**Source**

────────

Mullet Street

On New Orleans’s most famous thoroughfare, it’s always 1986

CurtisFEED

Here’s a challenge, the next time you visit New Orleans. Head to Bourbon Street where it intersects with Iberville Street and start walking downriver. Whether you find the street appealing or appalling doesn’t matter. This most prominent corridor of the most historic part of the city deserves a stroll. I’d suggest going at twilight, when it’s pleasantly garish and the neon is flickering on and the inebriety hasn’t yet become soiled and frayed, and the imbibers haven’t yet become unspooled. Now walk nine blocks until you get to St. Philip Street and see if you can do so without hearing one of three songs: “Mustang Sally,” “Sweet Home Alabama,” or “Brown Eyed Girl.” I’m pretty sure this cannot be done. My house is not far away, and I walk or bike the length of Bourbon Street once or twice each week. The soundtrack hasn’t really changed in the 15 years I’ve lived here.

────────

**Records**
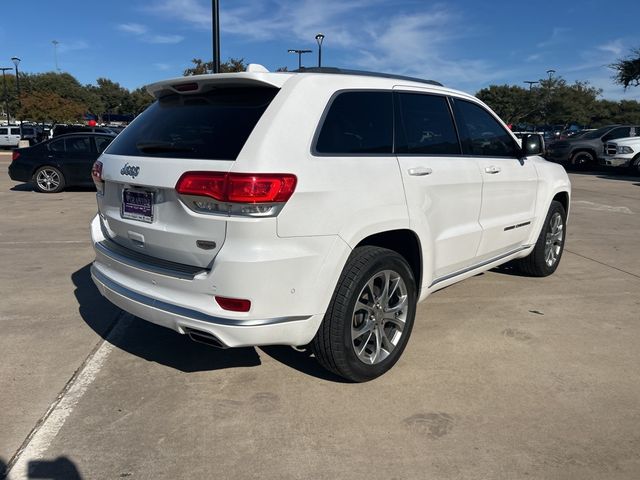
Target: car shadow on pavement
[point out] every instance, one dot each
(22, 187)
(59, 469)
(301, 359)
(152, 342)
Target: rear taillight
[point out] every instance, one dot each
(96, 174)
(237, 193)
(234, 304)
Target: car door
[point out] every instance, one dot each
(443, 188)
(78, 158)
(509, 182)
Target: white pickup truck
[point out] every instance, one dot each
(623, 152)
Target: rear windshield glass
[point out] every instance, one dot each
(211, 126)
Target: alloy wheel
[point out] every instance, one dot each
(553, 240)
(48, 179)
(379, 317)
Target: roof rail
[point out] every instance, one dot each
(342, 71)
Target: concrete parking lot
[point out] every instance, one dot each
(505, 377)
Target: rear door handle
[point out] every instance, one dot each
(420, 171)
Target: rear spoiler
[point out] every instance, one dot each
(203, 83)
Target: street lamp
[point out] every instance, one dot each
(16, 62)
(319, 39)
(299, 52)
(6, 96)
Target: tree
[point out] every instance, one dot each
(512, 103)
(200, 67)
(49, 106)
(628, 70)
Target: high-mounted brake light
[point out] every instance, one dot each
(238, 187)
(96, 175)
(185, 87)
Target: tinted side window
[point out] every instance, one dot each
(425, 126)
(102, 143)
(358, 123)
(621, 132)
(480, 132)
(57, 146)
(210, 126)
(78, 145)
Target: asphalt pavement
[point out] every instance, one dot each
(505, 377)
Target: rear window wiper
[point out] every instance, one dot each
(162, 147)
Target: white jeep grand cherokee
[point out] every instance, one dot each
(315, 207)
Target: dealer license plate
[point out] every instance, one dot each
(137, 205)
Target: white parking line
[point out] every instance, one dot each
(601, 207)
(41, 437)
(47, 242)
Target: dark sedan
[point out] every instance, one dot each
(55, 164)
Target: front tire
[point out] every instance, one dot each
(545, 256)
(370, 317)
(48, 179)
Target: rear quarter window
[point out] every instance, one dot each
(357, 123)
(210, 126)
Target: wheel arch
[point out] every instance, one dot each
(406, 243)
(563, 198)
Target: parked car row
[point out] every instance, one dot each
(587, 149)
(63, 161)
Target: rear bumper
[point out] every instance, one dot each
(230, 332)
(288, 302)
(18, 173)
(613, 161)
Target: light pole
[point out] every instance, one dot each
(6, 96)
(215, 24)
(319, 39)
(299, 52)
(55, 53)
(16, 62)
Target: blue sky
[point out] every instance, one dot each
(463, 43)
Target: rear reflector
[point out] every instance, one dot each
(238, 187)
(96, 172)
(234, 304)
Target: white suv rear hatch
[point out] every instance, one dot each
(202, 129)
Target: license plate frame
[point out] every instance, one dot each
(137, 205)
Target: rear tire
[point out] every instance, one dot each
(48, 179)
(370, 317)
(583, 160)
(545, 256)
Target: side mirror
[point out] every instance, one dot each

────────

**Exercise instructions**
Rewrite the Bourbon Street piece starting at "Here’s a challenge, the" and ending at "I’ve lived here.", swapping "twilight" for "dusk". These records have no connection to the text.

**Result of the exercise**
Here’s a challenge, the next time you visit New Orleans. Head to Bourbon Street where it intersects with Iberville Street and start walking downriver. Whether you find the street appealing or appalling doesn’t matter. This most prominent corridor of the most historic part of the city deserves a stroll. I’d suggest going at dusk, when it’s pleasantly garish and the neon is flickering on and the inebriety hasn’t yet become soiled and frayed, and the imbibers haven’t yet become unspooled. Now walk nine blocks until you get to St. Philip Street and see if you can do so without hearing one of three songs: “Mustang Sally,” “Sweet Home Alabama,” or “Brown Eyed Girl.” I’m pretty sure this cannot be done. My house is not far away, and I walk or bike the length of Bourbon Street once or twice each week. The soundtrack hasn’t really changed in the 15 years I’ve lived here.